Turn the record lines starting at the line containing "task: segment the target" and ending at the line containing "Trace the outline", both included, into a numbered list with blank lines omitted. Include no other lines.

Outline annotation records
--- BEGIN ---

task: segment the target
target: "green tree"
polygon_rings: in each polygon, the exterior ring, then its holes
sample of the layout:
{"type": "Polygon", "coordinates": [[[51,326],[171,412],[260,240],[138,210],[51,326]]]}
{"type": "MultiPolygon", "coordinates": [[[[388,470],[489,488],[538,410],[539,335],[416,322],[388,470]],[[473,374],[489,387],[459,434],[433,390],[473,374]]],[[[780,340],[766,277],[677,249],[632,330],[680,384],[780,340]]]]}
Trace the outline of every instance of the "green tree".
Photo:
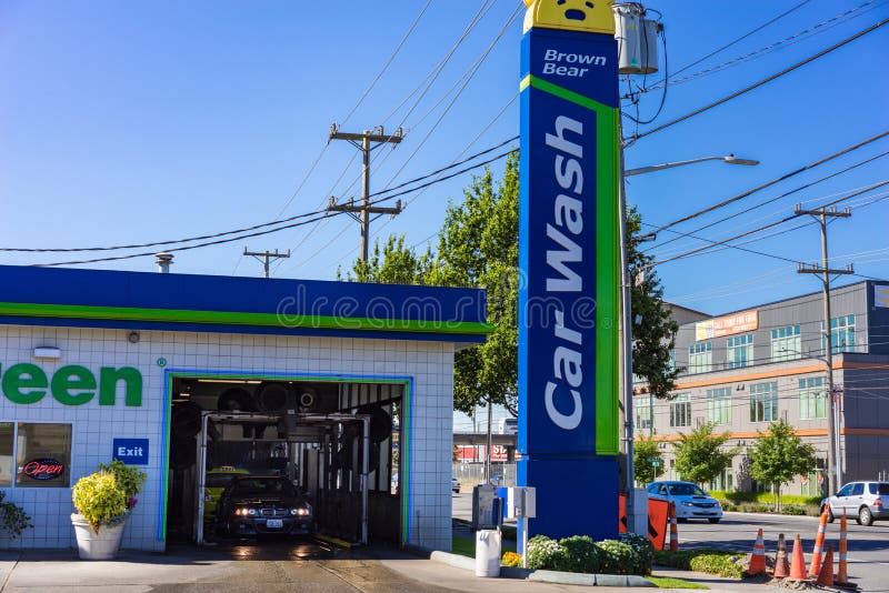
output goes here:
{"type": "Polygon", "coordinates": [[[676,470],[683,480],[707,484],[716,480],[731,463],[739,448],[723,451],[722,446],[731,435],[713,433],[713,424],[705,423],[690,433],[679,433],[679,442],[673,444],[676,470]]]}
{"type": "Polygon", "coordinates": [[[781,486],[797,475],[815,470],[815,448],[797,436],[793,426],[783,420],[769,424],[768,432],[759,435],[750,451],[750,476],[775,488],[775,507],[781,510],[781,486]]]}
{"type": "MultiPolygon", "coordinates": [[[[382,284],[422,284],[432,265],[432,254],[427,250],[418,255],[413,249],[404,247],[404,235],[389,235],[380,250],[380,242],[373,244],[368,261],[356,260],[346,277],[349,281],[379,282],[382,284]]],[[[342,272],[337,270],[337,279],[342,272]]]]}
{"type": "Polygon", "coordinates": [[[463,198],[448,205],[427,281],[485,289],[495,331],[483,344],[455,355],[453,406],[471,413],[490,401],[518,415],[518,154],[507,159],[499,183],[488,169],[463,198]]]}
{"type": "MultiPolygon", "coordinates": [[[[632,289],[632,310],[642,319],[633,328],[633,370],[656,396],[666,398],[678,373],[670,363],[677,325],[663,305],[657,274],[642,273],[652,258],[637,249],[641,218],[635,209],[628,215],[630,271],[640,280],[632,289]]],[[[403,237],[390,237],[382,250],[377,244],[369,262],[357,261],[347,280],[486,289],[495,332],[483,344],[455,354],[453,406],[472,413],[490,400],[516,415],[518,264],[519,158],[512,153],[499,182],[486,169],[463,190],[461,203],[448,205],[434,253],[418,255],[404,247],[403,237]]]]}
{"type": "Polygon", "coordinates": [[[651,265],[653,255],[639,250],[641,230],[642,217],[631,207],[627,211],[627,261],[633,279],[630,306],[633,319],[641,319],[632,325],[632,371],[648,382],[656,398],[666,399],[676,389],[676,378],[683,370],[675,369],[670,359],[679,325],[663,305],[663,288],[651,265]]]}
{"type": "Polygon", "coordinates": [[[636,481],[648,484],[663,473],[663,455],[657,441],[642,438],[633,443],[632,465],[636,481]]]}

--- END ---
--- BEGIN ---

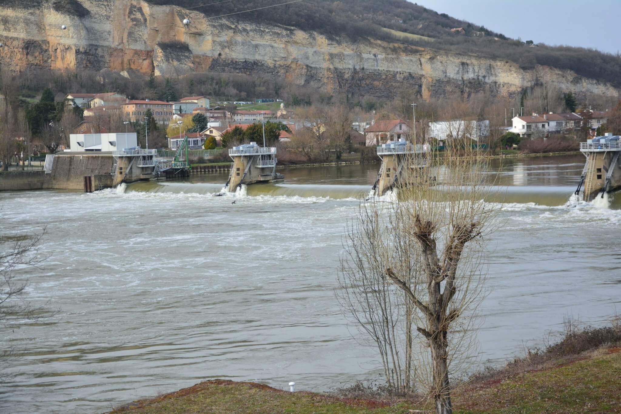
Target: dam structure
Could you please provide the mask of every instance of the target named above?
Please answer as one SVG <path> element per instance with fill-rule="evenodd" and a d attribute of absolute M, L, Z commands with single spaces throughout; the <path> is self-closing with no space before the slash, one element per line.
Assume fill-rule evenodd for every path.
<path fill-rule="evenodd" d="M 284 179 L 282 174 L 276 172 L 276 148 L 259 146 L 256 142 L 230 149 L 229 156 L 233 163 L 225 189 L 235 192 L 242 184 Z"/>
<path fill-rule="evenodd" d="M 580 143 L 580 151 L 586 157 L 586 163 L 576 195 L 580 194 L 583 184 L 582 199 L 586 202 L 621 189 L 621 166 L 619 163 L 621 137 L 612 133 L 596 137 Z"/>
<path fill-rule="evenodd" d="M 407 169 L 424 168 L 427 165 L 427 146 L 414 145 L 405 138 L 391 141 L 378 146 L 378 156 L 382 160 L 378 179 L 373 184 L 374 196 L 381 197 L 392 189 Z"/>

--- END ---
--- BEGIN ---

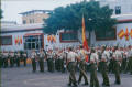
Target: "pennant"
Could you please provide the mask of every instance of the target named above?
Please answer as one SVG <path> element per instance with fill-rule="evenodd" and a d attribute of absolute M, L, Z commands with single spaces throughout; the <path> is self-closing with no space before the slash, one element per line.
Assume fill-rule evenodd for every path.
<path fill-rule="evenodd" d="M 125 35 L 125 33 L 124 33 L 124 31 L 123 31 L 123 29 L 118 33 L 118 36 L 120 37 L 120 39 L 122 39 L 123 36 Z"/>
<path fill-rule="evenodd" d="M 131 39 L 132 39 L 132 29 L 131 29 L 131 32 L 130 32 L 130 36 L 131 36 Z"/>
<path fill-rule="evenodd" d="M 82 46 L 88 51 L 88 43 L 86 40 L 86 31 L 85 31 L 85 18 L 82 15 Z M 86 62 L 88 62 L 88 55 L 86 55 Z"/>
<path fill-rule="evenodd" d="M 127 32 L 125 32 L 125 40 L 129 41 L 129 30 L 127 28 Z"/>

--- END ---

● Response to this task:
1. task: segment the target
2. target: "green tree"
3. polygon_rings: in each polygon, the exterior ring, then its holes
4. sample of the layout:
5. {"type": "Polygon", "coordinates": [[[51,326],[171,412],[260,240],[138,210],[51,326]]]}
6. {"type": "MultiPolygon", "coordinates": [[[[388,470],[489,488],[538,410],[539,335],[416,322],[388,470]],[[473,374],[489,387],[459,434],[433,390],[473,374]]],[[[780,340],[766,277],[677,249],[632,330],[680,384],[780,340]]]]}
7. Trace the outline of every instance of the "green tree".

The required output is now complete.